■ Texto selecionado
Sempre poderia dizer, face ao problema, que continuo monárquico, embora também deva acrescentar que, além de monárquico, não deixo de ser republicano, porque, na senda de Passos Manuel, continuo a visionar, como regime perfeito, um poder real cercado por instituições republicanas, mas com um rei eleito, de acordo com as nossas antiquíssimas leis fundamentais. Talvez por isso é que raramente desperdicei o meu voto neste modelo de presidenciais.
Acresce que sempre me assumi como alguém da direita, mas, paradoxalmente, talvez por gostar de estar na esquerda da direita, isto é, no excêntrico-concêntrico dos radicais do centro, nunca votei útil contra os candidatos do pretenso “povo de esquerda”.
Apenas me lembro de ter sufragado Ramalho Eanes, por duas vezes, em nome do 25 de Novembro/Abril e da democracia pluralista, e de, contra Diogo Freitas do Amaral, ter “engolido o sapo vivo” do voto em Mário Soares, apesar de, na altura, ser da Comissão Directiva do CDS.
Não estou, portanto, disponível para validar o “ticket” Portas/Santana, porque reconheço a estreiteza deste teatrinho de marionetas em que se converteu a nossa Senhora Dona Política. Aliás, se aplicássemos os modelos do princípio de Peter a alguns dos nossos figurões ministeriais, poderíamos, sem esforço, concluir que a ascensão ao poder supremo conseguiu transformar razoáveis deputados em tristes e patéticas figuras de estilo, que bem poderiam ser imortalizadas pelo traço satírico de um novo “álbum da glórias”, mas com as curvas caricaturais de José Vilhena.
Só o respeito humano que tenho por alguns deles me impede que use da adequada adjectivação qualificativa para a respectiva conduta. Prefiro dizer que muitos deles não passam de simples gralhas que nem sequer merecem o esforço da mera rectificação, remodeladora ou extintiva.
Aliás, entre alguns candidatos presidenciais e a dinâmica de Mourinho e Pinto da Costa, a diferença talvez esteja na circunstância de a bola ser o próprio povo, dado que todos parecem ter como objectivo meter-nos no fundo de umas quaisquer redes. Só que, infelizmente, na política, não são habituais as chicotadas psicológicas, nomeadamente porque recentes sondagens vêm demonstrando que a crise é tal que até o PS pode ganhar, quando é manifesta a respectiva falta de comparência ao jogo.

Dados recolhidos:
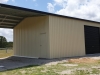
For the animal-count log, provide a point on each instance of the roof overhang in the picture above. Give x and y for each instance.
(10, 16)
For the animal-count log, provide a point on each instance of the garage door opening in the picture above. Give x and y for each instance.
(6, 42)
(92, 39)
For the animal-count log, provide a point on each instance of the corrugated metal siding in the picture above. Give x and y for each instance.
(27, 37)
(67, 36)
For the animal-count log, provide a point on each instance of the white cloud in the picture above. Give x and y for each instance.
(3, 1)
(87, 9)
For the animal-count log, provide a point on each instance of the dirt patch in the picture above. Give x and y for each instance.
(83, 60)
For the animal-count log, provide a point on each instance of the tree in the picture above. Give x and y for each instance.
(3, 42)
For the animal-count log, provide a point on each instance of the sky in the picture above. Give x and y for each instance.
(85, 9)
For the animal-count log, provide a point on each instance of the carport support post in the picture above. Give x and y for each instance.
(6, 50)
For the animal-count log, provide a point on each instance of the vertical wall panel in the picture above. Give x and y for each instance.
(27, 37)
(67, 36)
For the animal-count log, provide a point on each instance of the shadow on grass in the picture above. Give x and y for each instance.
(12, 63)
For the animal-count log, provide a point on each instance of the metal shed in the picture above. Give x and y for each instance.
(46, 35)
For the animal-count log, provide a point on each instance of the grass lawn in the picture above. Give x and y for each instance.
(61, 68)
(3, 53)
(71, 67)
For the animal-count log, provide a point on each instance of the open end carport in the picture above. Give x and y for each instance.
(46, 35)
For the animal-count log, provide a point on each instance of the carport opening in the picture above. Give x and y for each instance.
(6, 43)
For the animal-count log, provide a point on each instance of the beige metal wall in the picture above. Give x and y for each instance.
(31, 37)
(67, 36)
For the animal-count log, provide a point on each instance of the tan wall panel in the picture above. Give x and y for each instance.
(67, 36)
(27, 37)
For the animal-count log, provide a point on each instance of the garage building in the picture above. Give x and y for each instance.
(45, 35)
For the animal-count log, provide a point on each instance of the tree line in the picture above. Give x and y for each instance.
(4, 43)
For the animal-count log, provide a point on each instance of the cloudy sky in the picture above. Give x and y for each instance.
(86, 9)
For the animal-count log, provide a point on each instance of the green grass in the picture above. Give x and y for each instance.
(55, 70)
(81, 69)
(3, 53)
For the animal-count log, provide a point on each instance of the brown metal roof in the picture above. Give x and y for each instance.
(10, 16)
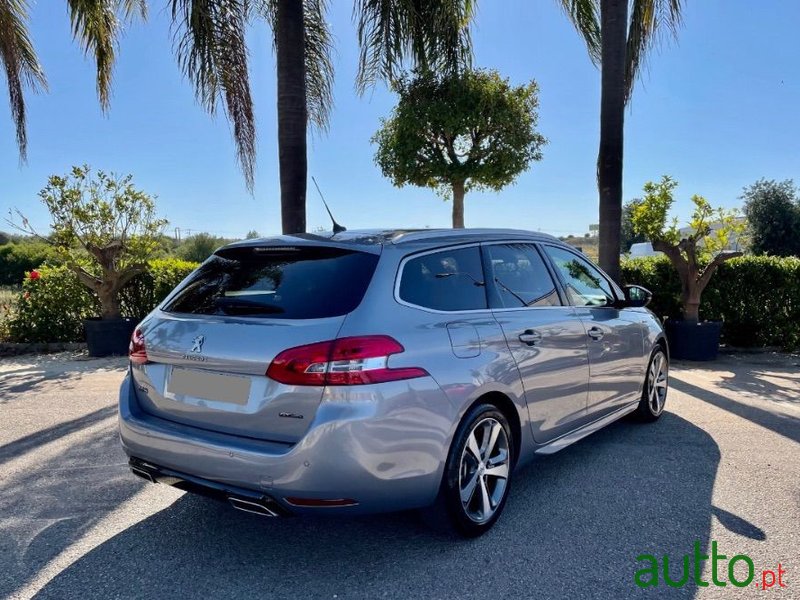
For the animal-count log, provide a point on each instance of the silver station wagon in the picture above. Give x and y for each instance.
(369, 371)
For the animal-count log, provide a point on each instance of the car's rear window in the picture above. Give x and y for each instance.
(278, 283)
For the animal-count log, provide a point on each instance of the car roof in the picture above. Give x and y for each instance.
(378, 238)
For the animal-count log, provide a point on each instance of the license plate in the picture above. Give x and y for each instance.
(209, 386)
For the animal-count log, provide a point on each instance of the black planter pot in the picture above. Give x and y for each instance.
(693, 341)
(107, 337)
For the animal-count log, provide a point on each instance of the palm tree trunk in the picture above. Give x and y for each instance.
(292, 114)
(458, 205)
(614, 33)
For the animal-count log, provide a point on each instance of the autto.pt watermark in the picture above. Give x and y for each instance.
(738, 571)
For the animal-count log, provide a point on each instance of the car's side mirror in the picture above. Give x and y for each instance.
(636, 296)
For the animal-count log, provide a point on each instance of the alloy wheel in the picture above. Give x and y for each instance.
(484, 470)
(657, 383)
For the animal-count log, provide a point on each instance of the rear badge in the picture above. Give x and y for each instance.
(290, 415)
(197, 344)
(195, 352)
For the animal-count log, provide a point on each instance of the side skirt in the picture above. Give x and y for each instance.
(570, 438)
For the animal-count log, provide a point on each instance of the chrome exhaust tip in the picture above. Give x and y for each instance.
(251, 507)
(144, 474)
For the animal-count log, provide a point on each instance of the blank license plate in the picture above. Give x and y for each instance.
(209, 386)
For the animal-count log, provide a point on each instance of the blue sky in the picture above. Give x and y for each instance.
(717, 110)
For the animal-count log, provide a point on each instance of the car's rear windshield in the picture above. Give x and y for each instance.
(277, 283)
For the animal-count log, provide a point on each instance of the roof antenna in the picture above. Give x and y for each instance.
(336, 227)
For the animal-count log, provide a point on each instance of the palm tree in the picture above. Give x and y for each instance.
(210, 45)
(619, 42)
(212, 52)
(96, 25)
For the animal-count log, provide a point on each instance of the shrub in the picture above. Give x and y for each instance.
(52, 307)
(16, 259)
(756, 297)
(147, 289)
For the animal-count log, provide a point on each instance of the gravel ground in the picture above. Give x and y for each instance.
(723, 465)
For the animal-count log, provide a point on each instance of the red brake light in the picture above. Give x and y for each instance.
(137, 353)
(346, 361)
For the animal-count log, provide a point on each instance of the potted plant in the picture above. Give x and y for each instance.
(695, 252)
(105, 230)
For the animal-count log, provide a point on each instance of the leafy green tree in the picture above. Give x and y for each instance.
(628, 236)
(695, 256)
(772, 209)
(619, 40)
(103, 229)
(96, 25)
(198, 247)
(456, 132)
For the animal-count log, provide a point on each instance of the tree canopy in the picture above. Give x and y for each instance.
(695, 254)
(773, 214)
(103, 228)
(459, 131)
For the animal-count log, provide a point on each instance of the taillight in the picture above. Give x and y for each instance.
(137, 352)
(346, 361)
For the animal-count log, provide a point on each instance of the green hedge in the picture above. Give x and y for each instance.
(756, 297)
(16, 259)
(52, 308)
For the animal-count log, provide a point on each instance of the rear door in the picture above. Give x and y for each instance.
(615, 342)
(210, 344)
(546, 338)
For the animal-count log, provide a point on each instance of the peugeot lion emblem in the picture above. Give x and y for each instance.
(197, 344)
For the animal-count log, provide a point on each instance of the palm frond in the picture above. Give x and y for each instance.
(649, 19)
(133, 8)
(585, 16)
(96, 27)
(210, 45)
(319, 66)
(429, 34)
(20, 64)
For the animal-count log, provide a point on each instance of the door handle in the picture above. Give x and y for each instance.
(530, 337)
(596, 333)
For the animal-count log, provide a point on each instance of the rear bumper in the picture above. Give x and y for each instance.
(383, 446)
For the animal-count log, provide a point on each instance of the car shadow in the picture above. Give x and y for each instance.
(573, 527)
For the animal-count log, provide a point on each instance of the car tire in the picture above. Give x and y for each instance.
(477, 477)
(654, 390)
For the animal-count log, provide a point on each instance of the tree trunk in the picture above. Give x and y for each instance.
(614, 34)
(458, 205)
(109, 302)
(690, 299)
(292, 113)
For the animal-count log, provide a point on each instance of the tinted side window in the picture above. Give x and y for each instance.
(585, 285)
(446, 280)
(520, 277)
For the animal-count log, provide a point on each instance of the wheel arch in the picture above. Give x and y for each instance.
(510, 411)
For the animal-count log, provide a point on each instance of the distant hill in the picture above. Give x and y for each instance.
(587, 245)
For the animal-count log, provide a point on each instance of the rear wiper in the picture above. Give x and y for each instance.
(510, 291)
(240, 306)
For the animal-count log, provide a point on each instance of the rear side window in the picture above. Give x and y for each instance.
(279, 283)
(520, 277)
(447, 280)
(585, 285)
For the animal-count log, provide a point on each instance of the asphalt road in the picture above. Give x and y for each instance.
(723, 464)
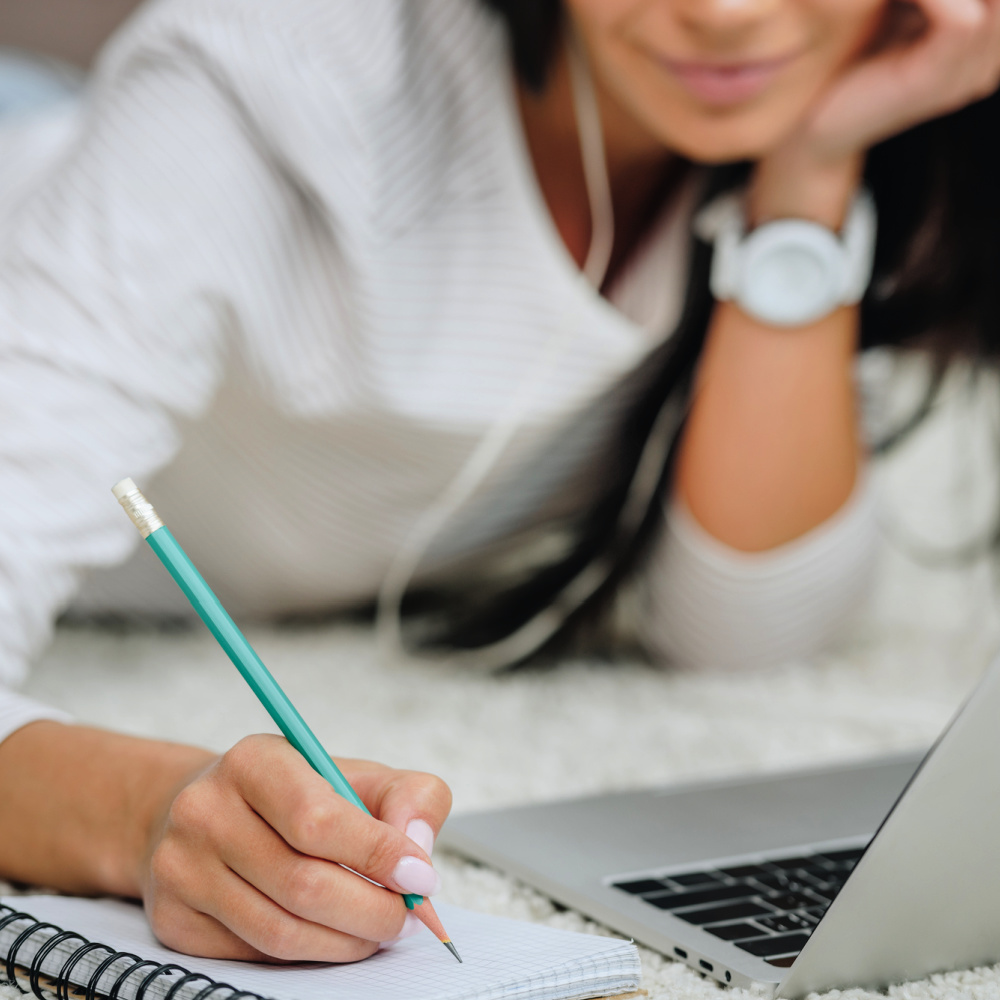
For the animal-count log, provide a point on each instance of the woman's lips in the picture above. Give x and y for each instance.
(721, 84)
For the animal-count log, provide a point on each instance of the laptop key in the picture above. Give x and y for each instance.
(693, 878)
(781, 881)
(789, 901)
(827, 892)
(722, 914)
(744, 871)
(676, 900)
(785, 863)
(785, 944)
(735, 932)
(785, 922)
(852, 854)
(640, 886)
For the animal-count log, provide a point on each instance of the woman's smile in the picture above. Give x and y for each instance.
(721, 84)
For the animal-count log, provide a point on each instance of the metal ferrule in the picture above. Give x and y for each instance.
(142, 512)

■ Instruções da tarefa
Reescreva o trecho do texto selecionado que começa em "Aliás, entre alguns" e segue até "comparência ao jogo.", trocando "chicotadas psicológicas" por "mudanças de treinador".

■ Exercício resolvido
Aliás, entre alguns candidatos presidenciais e a dinâmica de Mourinho e Pinto da Costa, a diferença talvez esteja na circunstância de a bola ser o próprio povo, dado que todos parecem ter como objectivo meter-nos no fundo de umas quaisquer redes. Só que, infelizmente, na política, não são habituais as mudanças de treinador, nomeadamente porque recentes sondagens vêm demonstrando que a crise é tal que até o PS pode ganhar, quando é manifesta a respectiva falta de comparência ao jogo.